[[ Source records, beginning ]]

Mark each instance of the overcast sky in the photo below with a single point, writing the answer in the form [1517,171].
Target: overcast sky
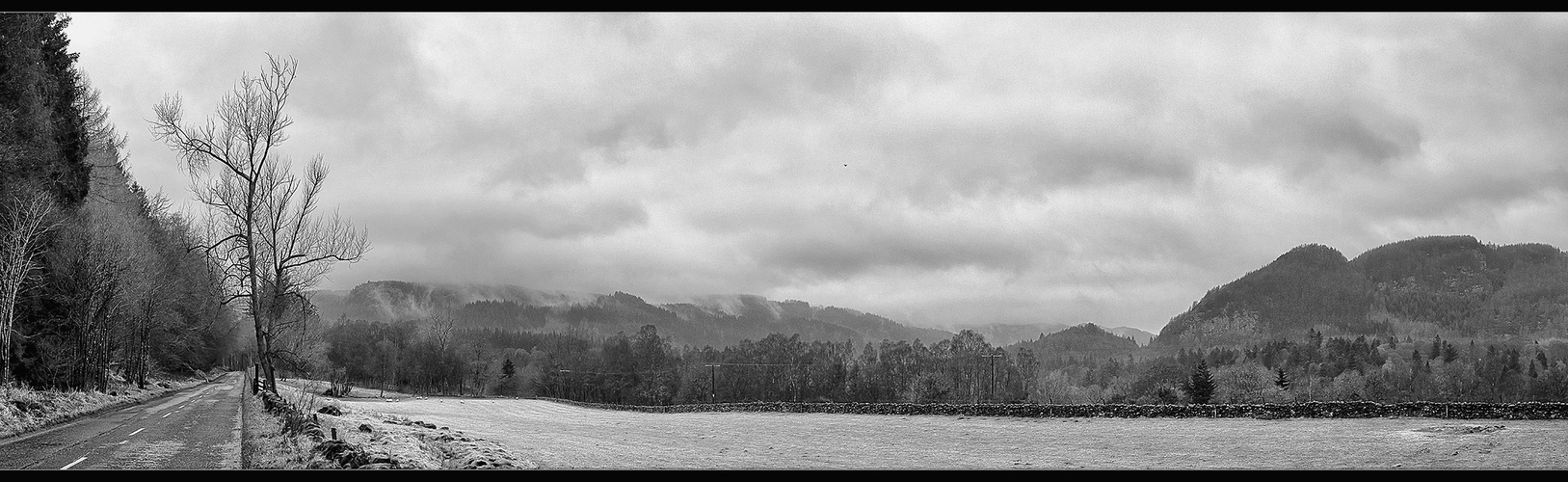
[933,169]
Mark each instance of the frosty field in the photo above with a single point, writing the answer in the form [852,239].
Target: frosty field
[559,435]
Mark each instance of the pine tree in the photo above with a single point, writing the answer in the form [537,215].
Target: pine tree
[1200,385]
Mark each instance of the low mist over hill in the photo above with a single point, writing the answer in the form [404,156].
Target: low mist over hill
[1442,281]
[1012,334]
[1082,339]
[700,321]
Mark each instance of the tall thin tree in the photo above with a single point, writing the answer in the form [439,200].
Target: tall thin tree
[272,244]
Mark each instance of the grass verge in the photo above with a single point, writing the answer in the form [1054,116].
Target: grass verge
[25,410]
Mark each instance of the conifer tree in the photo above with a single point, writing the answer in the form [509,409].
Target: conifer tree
[1200,385]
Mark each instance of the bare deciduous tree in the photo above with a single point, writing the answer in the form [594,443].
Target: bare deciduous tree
[25,222]
[265,228]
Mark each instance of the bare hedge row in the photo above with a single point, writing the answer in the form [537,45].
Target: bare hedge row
[1450,410]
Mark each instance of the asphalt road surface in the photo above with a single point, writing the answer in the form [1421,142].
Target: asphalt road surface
[193,429]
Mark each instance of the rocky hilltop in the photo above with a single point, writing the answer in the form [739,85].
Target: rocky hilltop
[1446,281]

[[ Source records, end ]]

» **Brief**: Copy all the lines above that hold the string "photo".

» **Output of the exercise**:
Mark each instance of the overcast sky in the photo below with a single point, writing the answer in the form [1517,171].
Mark each instance of the frosty field in the photo above with a single point, writing the answer in the form [852,239].
Mark each instance of the pine tree in the photo above with a single point, writing the answer in the form [537,215].
Mark each instance of the low mist over hill in the photo above with a single point, writing the answer in the form [404,156].
Mark each instance of the tall thin tree in the photo above with a single point, writing the answer in the form [439,200].
Mark each instance of the grass verge in the photo above with a single point, writing the answer in the form [1054,116].
Mark each instance of the conifer tree in the photo above with a single point, writing the answer in the form [509,409].
Mark each instance of the bare deciduous tree in the photo above with a single point, writing the answer in the form [594,443].
Mark each instance of the bare hedge row in the photo above with a single point, writing the answer in the form [537,45].
Mark each instance of the asphalt road surface in the photo above with a single point, writing the answer in the form [1421,142].
Mark each instance of the rocky hilltop in the photo above with a single point, writing the answer in the form [739,85].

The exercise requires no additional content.